All entries are to be printed again exactly, with their images omitted.

* DATA TO PROCESS
○ ○ ○

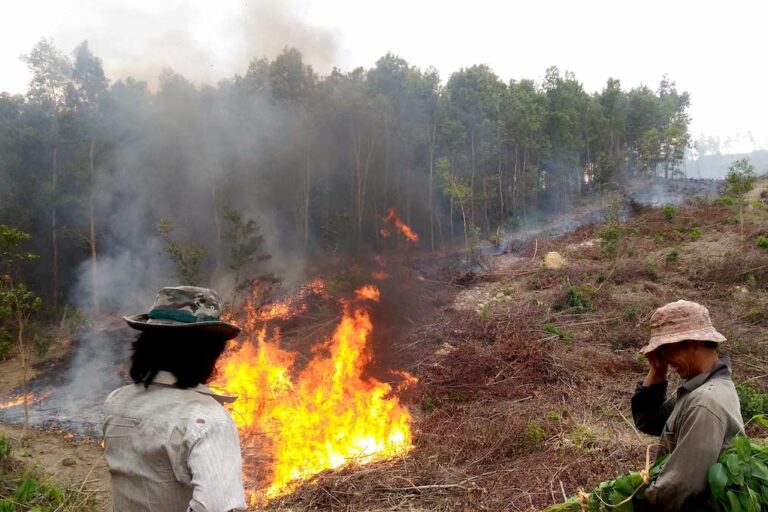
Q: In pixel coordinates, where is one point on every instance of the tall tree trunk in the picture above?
(431, 135)
(514, 180)
(24, 371)
(92, 231)
(54, 232)
(472, 180)
(306, 196)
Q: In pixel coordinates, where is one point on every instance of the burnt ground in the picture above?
(525, 373)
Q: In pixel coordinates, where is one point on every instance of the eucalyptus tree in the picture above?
(87, 100)
(51, 74)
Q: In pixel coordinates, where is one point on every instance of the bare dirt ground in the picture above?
(67, 462)
(525, 373)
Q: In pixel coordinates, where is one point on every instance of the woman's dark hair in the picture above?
(191, 357)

○ ○ ○

* FINAL ANSWER
Q: In pixel coordinates, where is one point on every instance of the tall tree trunk in the picture above?
(431, 135)
(514, 180)
(24, 371)
(92, 231)
(54, 232)
(472, 180)
(306, 196)
Q: In pixel coordinates, where is one point on every instance of the burnt ground in the picture above?
(525, 373)
Q: In pixel coordinates, where is one point on every instance of the eucalyptus tree in the picture above?
(87, 100)
(51, 74)
Q: In pixel coordinates, where is one point on every instance of the bare dirt ground in the picture above?
(67, 462)
(525, 373)
Q: In pixel coordinates, where is one point on every instance of the woman's dark hair in the picture above?
(191, 357)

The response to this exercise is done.